## Tarefas do exercício:
- 1) Responda com base no texto sobre o Estado de Direito Ambiental:
(a) Após que década houve a conscientização sobre os problemas ambientais no Direito?
(b) Onde está o ponto diferenciador dos direitos de terceira dimensão?
(c) Que artigo da Constituição é apontado como a face mais visível do regime constitucional dedicado aos recursos ambientais?
- 2) Transcreva literalmente o trecho do texto sobre o Estado de Direito Ambiental entre "Para Benjamin, a" e "o artigo 225.", ambos inclusive.

## Texto fornecido:

-*-*-

É válido lembrar que a redução da vida útil de um produto de forma planejada, não se confunde com o desgaste natural devido ao uso, por isso tal prática se torna lesiva ao meio ambiente e, portanto, deve ser afastada.


4. A OBSOLESCÊNCIA E SUA CONEXÃO COM O ORDENAMENTO JURÍDICO BRASILEIRO

4.1 A recepção da proteção ao Meio Ambiente pela Constituição de 1988

Foi após os anos 1970 que houve a conscientização sobre os problemas ambientais no Direito, uma vez que passou a ser observado nitidamente que suas consequências não seriam possíveis de ser enfrentadas apenas pelas autoridades públicas ou por ações individuais isoladamente. Isso porque o problema tomou grande proporção. No caso em tela, verificou-se que o problema começou a comprometer, de certa forma, as futuras gerações.

 Contudo, após os direitos de primeira e segunda dimensões, que fundaram o Estado Democrático de Direito (ou Liberal de Direito) e o Estado Social de Direito (ou do Bem-estar social), respectivamente, surgem, ainda, os direitos de terceira dimensão, como base construtiva do Estado de Direito Ambiental[36].

 O ponto diferenciador destes direitos de terceira dimensão está na sua titularidade, conquanto dizem respeito à proteção de categorias ou grupos e não mais ao homem individual. Então, representam os direitos metaindividuais, direitos coletivos e difusos e direitos de solidariedade, como, por exemplo, os relacionados à paz, à autodeterminação dos povos, ao meio ambiente sadio, à qualidade de vida, etc.[37]

 Dessa forma, o Estado de Direito Ambiental, assim como os demais Estados antecessores, surge com a incorporação de uma nova dimensão de direitos fundamentais ao sistema. Todavia, importante grifar que este novo Estado não se desvincula dos direitos fundamentais já conquistados, motivo pelo qual se impõe como mais apropriada a utilização do termo “dimensão”, em substituição aos termos gerações, eras ou fases, porquanto estes direitos não são substituídos ou alterados de tempos em tempos, mas resultam de um processo de complementaridade permanente, de conjugação e conformação de funções e interesses.[38]

  É possível afirmar, portanto, que a construção do Estado de Direito Ambiental propõe aplicar o princípio da solidariedade econômica e social para se alcançar um desenvolvimento sustentável, fundado em equidade intergeracional e em uma visão menos antropocêntrica.[39]

   Nessa senda, Sarlet e Fensterseifer, preconizam:

Cumpre ao Direito, portanto, a fim de restabelecer o equilíbrio e a segurança nas relações sociais (agora socioambientais), a missão de posicionar-se em relação a essas novas ameaças que fragilizam e colocam em risco a ordem de valores e os princípios republicanos e do Estado Democrático de Direito, bem como comprometem fortemente a sobrevivência (humana e não humana) e a qualidade de vida.[40]

Sarlet e Fensterseifer afirmam, ainda, que:

O marco jurídico-constitucional socioambiental ajusta-se à necessidade da tutela e promoção – integrada e interdependente – dos direitos sociais e dos direitos ambientais num mesmo projeto jurídico-político para o desenvolvimento humano em padrões sustentáveis, inclusive pela perspectiva da noção ampliada e integrada dos direitos fundamentais socioambientais ou direitos fundamentais econômicos, sociais, culturais e ambientais.[41]

 Para Benjamin, a Constituição Federal de 1988 obteve o êxito de internalizar a problemática ambiental no âmbito jurídico nacional, saltando da miserabilidade ecológico-constitucional, própria das Constituições liberais anteriores, para o que chamou de opulência ecológico-constitucional, de forma que o art. 225 é apenas a face mais visível de um regime constitucional que, em vários pontos, dedica-se, direta ou indiretamente, à gestão adequada dos recursos ambientais.[42]

A Carta Maior impõe o compromisso e ampara o direito fundamental de proteção ambiental. Não bastasse, cobra também o agir de forma integrada da administração, conforme preconiza o artigo 225.

-*-*-

## Amostras de dados:
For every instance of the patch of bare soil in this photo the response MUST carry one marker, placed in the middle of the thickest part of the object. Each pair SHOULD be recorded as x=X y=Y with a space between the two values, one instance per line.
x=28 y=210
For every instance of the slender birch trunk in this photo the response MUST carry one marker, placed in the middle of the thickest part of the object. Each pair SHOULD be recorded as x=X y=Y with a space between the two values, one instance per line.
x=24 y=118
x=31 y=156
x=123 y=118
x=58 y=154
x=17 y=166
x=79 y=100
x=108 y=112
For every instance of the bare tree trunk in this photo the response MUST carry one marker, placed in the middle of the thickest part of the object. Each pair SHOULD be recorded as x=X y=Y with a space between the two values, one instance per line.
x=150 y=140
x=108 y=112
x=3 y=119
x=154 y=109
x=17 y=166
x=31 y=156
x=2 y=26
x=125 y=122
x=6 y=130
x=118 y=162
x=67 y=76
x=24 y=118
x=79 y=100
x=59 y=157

-*-*-

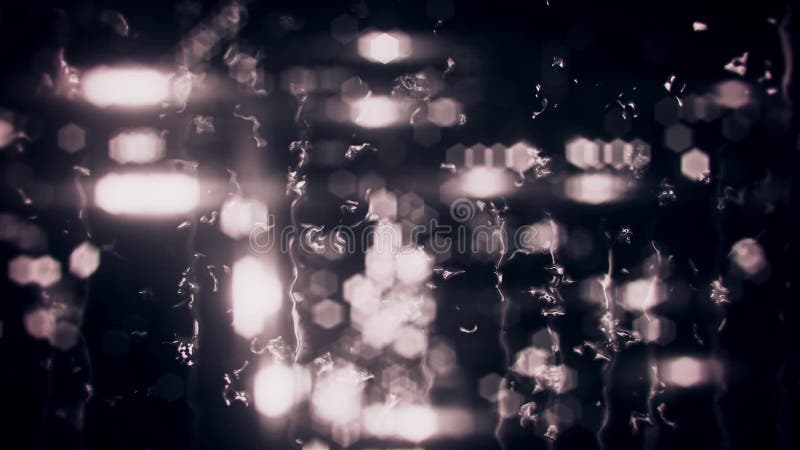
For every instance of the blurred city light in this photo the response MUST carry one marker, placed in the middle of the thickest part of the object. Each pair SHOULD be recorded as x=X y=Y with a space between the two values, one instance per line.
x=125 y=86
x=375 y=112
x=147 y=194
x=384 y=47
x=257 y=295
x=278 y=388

-*-*-

## Respostas abaixo:
- 1)
(a) Após os anos 1970.
(b) Na sua titularidade, pois dizem respeito à proteção de categorias ou grupos, e não mais ao homem individual.
(c) O art. 225.

- 2)
Para Benjamin, a Constituição Federal de 1988 obteve o êxito de internalizar a problemática ambiental no âmbito jurídico nacional, saltando da miserabilidade ecológico-constitucional, própria das Constituições liberais anteriores, para o que chamou de opulência ecológico-constitucional, de forma que o art. 225 é apenas a face mais visível de um regime constitucional que, em vários pontos, dedica-se, direta ou indiretamente, à gestão adequada dos recursos ambientais.[42]

A Carta Maior impõe o compromisso e ampara o direito fundamental de proteção ambiental. Não bastasse, cobra também o agir de forma integrada da administração, conforme preconiza o artigo 225.